[Saved entries]
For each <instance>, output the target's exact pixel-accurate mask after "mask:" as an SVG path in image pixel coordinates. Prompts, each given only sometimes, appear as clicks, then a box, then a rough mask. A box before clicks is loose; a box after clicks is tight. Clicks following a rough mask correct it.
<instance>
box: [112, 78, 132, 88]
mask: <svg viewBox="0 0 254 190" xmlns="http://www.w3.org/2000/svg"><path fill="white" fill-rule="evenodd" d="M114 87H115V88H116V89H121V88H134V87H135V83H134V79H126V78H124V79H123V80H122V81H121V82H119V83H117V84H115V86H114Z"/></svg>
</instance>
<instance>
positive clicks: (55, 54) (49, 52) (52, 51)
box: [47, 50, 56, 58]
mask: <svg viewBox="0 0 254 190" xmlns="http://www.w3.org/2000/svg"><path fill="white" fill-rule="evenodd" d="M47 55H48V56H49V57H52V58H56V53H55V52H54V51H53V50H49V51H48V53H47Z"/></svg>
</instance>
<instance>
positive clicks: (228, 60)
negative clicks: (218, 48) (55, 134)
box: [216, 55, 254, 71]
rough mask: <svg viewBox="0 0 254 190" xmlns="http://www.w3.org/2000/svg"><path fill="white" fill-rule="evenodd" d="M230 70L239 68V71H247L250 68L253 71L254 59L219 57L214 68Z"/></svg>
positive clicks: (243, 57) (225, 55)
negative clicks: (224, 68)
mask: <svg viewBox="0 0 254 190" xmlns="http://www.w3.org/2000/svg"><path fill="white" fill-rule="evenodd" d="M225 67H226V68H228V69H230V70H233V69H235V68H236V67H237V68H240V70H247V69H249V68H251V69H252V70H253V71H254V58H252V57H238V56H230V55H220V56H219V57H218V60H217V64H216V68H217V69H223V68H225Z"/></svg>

§ Assignment
Each line above must be retyped exactly in the response.

§ Answer space
For each <instance>, output the target's exact pixel-accurate mask after "mask:" as an SVG path in image pixel coordinates. Prompts, each given only sometimes, appear as clicks, then a box, then a rough mask. A box before clicks is loose; a box after clicks is tight. Clicks following a rough mask correct it.
<instance>
box: [112, 78, 132, 88]
mask: <svg viewBox="0 0 254 190" xmlns="http://www.w3.org/2000/svg"><path fill="white" fill-rule="evenodd" d="M114 87H115V88H116V89H121V88H134V87H135V83H134V79H126V78H124V79H123V80H122V81H121V82H119V83H117V84H115V86H114Z"/></svg>
</instance>
<instance>
positive clicks: (55, 54) (49, 52) (52, 51)
box: [47, 50, 56, 58]
mask: <svg viewBox="0 0 254 190" xmlns="http://www.w3.org/2000/svg"><path fill="white" fill-rule="evenodd" d="M47 55H48V56H49V57H52V58H56V53H55V52H54V51H53V50H49V51H48V53H47Z"/></svg>
</instance>
<instance>
positive clicks: (228, 60)
negative clicks: (218, 48) (55, 134)
box: [216, 55, 254, 71]
rough mask: <svg viewBox="0 0 254 190" xmlns="http://www.w3.org/2000/svg"><path fill="white" fill-rule="evenodd" d="M230 70L239 68V71H247L250 68L253 71L254 59L219 57L214 68Z"/></svg>
positive clicks: (243, 57) (225, 55)
negative clicks: (224, 68)
mask: <svg viewBox="0 0 254 190" xmlns="http://www.w3.org/2000/svg"><path fill="white" fill-rule="evenodd" d="M225 67H226V68H228V69H230V70H233V69H235V68H236V67H237V68H240V70H247V69H249V68H251V69H252V70H253V71H254V58H252V57H238V56H230V55H220V56H219V57H218V60H217V64H216V68H217V69H223V68H225Z"/></svg>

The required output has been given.